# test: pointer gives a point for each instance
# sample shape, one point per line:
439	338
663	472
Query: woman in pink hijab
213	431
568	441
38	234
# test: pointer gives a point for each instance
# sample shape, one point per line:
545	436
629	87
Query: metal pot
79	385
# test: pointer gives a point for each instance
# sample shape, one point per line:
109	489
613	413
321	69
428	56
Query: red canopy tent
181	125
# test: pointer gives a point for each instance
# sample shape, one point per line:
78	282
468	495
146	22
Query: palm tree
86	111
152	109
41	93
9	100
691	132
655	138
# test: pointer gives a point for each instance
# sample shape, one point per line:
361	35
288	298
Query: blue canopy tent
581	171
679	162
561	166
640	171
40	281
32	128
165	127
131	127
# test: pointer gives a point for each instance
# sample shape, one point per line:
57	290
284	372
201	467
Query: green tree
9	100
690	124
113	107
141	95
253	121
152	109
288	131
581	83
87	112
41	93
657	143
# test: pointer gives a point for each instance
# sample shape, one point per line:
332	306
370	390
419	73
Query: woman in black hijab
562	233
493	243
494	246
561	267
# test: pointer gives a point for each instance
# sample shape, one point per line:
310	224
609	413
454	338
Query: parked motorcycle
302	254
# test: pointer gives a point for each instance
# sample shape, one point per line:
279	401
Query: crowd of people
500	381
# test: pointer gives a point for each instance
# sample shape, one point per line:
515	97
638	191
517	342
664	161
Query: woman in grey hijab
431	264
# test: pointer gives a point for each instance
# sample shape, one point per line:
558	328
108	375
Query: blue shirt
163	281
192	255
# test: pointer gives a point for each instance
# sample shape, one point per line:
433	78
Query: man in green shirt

■ OBJECTIVE ■
Each record above should be repeated exactly as it appears.

■ WRITTEN SOLUTION ■
# test: pointer gives a point for each instance
# sample shape, one point per line:
439	338
663	472
Query: woman in pink hijab
213	431
568	441
38	234
# test: pointer gives a point for each instance
# sample shape, one point per line:
545	436
629	87
Query: metal pot
79	385
# test: pointer gives a point for each instance
# sample shape, one point per line:
109	489
613	413
321	69
428	56
Query: red canopy tent
181	125
# test: pointer gives a point for each instance
# sample shape, one point per line:
78	282
468	495
146	22
Query: palm tree
86	111
152	109
41	93
9	100
691	132
655	138
# test: pointer gives a point for each instance
# sample shape, one point per line:
361	35
288	298
Query: blue canopy tent
581	171
679	162
561	166
640	171
40	281
32	128
165	127
131	127
# test: pointer gives a point for each instance
# sample shape, one point per line:
57	290
284	372
201	467
Query: green tree
9	100
690	124
113	107
141	95
253	121
152	109
288	131
581	83
87	112
41	93
657	143
# test: pointer gives a point for each instance
# sample shape, one point per line:
332	306
370	390
419	73
Query: woman in black hijab
562	233
493	243
494	246
561	267
# test: pointer gives a point for each instance
# sample shape, one point per line:
310	224
609	413
454	338
Query: parked motorcycle
302	254
# test: pointer gives a point for each instance
# sample shape, one point per line:
279	401
Query: crowd of people
500	381
# test: pointer gives a point for each instance
# sample shape, one point per line:
515	97
638	191
517	342
664	161
Query: woman in grey hijab
431	264
# test: pointer gives a point for each instance
# sample shape, one point per line:
558	328
108	375
Query: blue shirt
163	281
192	255
# test: pointer gives a point for each instance
# sample shape, one point per line:
433	78
Query: man in green shirt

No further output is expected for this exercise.